• [Objective]: Reproduce the lines below word for word, leaving out the pictures.

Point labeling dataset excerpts
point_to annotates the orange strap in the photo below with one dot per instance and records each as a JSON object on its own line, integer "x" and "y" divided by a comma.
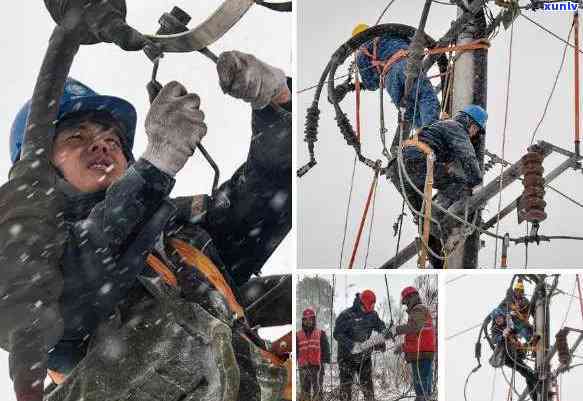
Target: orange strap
{"x": 195, "y": 258}
{"x": 357, "y": 89}
{"x": 383, "y": 66}
{"x": 414, "y": 141}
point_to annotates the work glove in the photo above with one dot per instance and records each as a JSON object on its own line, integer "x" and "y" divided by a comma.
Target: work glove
{"x": 341, "y": 91}
{"x": 357, "y": 348}
{"x": 390, "y": 332}
{"x": 245, "y": 77}
{"x": 174, "y": 125}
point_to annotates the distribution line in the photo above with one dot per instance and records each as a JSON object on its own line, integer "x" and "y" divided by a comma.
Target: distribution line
{"x": 553, "y": 88}
{"x": 551, "y": 33}
{"x": 508, "y": 75}
{"x": 462, "y": 332}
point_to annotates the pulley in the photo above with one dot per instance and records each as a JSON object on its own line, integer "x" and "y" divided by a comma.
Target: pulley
{"x": 532, "y": 203}
{"x": 563, "y": 347}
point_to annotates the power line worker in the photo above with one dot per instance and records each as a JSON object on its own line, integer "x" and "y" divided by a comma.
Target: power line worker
{"x": 420, "y": 342}
{"x": 123, "y": 229}
{"x": 509, "y": 351}
{"x": 426, "y": 108}
{"x": 313, "y": 352}
{"x": 520, "y": 311}
{"x": 455, "y": 143}
{"x": 353, "y": 327}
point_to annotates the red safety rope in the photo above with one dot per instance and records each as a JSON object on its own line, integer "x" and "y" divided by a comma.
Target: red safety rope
{"x": 580, "y": 299}
{"x": 363, "y": 220}
{"x": 357, "y": 89}
{"x": 577, "y": 98}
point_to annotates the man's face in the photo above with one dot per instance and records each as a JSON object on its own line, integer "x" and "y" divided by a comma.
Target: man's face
{"x": 308, "y": 323}
{"x": 474, "y": 131}
{"x": 89, "y": 155}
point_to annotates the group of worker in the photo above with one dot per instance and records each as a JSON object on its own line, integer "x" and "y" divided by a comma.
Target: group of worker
{"x": 455, "y": 142}
{"x": 359, "y": 331}
{"x": 514, "y": 336}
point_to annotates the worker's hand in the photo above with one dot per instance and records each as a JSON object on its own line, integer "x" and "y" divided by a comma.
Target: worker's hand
{"x": 390, "y": 332}
{"x": 357, "y": 348}
{"x": 245, "y": 77}
{"x": 174, "y": 125}
{"x": 341, "y": 90}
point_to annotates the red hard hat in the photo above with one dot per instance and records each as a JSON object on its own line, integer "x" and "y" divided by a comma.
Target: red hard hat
{"x": 368, "y": 299}
{"x": 408, "y": 291}
{"x": 308, "y": 312}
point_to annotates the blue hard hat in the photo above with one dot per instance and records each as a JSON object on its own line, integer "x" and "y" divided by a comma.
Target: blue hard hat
{"x": 78, "y": 97}
{"x": 477, "y": 113}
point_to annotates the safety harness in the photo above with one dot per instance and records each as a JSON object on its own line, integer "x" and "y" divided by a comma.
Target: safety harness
{"x": 195, "y": 259}
{"x": 269, "y": 365}
{"x": 414, "y": 141}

• [Task answer]:
point_to annotates the orange strap in the photo below with one dot per instance and records each as a JSON object on its own line, integer "x" and "y" divided by a comma.
Target: orange strap
{"x": 195, "y": 258}
{"x": 357, "y": 89}
{"x": 383, "y": 66}
{"x": 414, "y": 141}
point_to annotates the work glove in the photo above with one dot per instance and records each as a JSON object on its own line, integer "x" and "y" divided by a comma.
Target: work glove
{"x": 341, "y": 91}
{"x": 357, "y": 348}
{"x": 390, "y": 332}
{"x": 245, "y": 77}
{"x": 174, "y": 125}
point_to annotates the distribution line in the photo above with one dot per instance and records each as a JSON object on its own line, integer "x" and "y" divided by a comma.
Target: distribution line
{"x": 553, "y": 88}
{"x": 551, "y": 33}
{"x": 508, "y": 75}
{"x": 462, "y": 332}
point_to annotates the pulley in the photo above with one dot per instance and records each as a JSON object on its own line, integer "x" and "y" divided by a comma.
Target: pulley
{"x": 532, "y": 203}
{"x": 563, "y": 347}
point_to annotates the power line worker in the photo above with one dot per instance and records each as a JSON object on its own line, integer "x" and "y" divided by a comma.
Target: power line worker
{"x": 420, "y": 342}
{"x": 123, "y": 229}
{"x": 509, "y": 351}
{"x": 426, "y": 108}
{"x": 313, "y": 352}
{"x": 520, "y": 311}
{"x": 455, "y": 143}
{"x": 353, "y": 327}
point_to annotates the red safety rope in the photo above with one dot per instance and records each as a JSON object on its own line, integer "x" and "y" divided by a comma.
Target: red safety rope
{"x": 580, "y": 299}
{"x": 363, "y": 220}
{"x": 357, "y": 89}
{"x": 577, "y": 98}
point_to annotates the man's face in the photo above with one dot per instance and records each as a JSON object on its own line, integer "x" and "y" divided by a comma.
Target: man's face
{"x": 308, "y": 323}
{"x": 474, "y": 131}
{"x": 89, "y": 155}
point_to annotates the group of worker in the photo above with one dot per instance and records each as a JSON object on its own line, integer "x" and "y" divided by a comma.
Target: group of worker
{"x": 455, "y": 142}
{"x": 359, "y": 331}
{"x": 514, "y": 336}
point_to annotates the worker's hand in the photo above with one dot per instance and records each as a JSON object on its own line, integer "x" and "y" divided by a comma.
Target: worker's hand
{"x": 390, "y": 332}
{"x": 357, "y": 348}
{"x": 245, "y": 77}
{"x": 174, "y": 125}
{"x": 341, "y": 90}
point_to annotates the red hard hat in the photo above with one dot per instance and records each as a JSON object on its own line, integer "x" and "y" divided by a comma.
Target: red hard hat
{"x": 368, "y": 299}
{"x": 408, "y": 291}
{"x": 308, "y": 312}
point_to annotates the blue hard hat in the photo above with one dot per instance and records each as a JSON object on its own line, integer "x" and "y" divided by a comma.
Target: blue hard hat
{"x": 78, "y": 97}
{"x": 477, "y": 113}
point_to annotates the safety harness in the photo above with one dot per instance and records each as a JSON object on its own line, integer "x" and "y" divided by a comma.
Target: safety harness
{"x": 195, "y": 259}
{"x": 269, "y": 365}
{"x": 414, "y": 141}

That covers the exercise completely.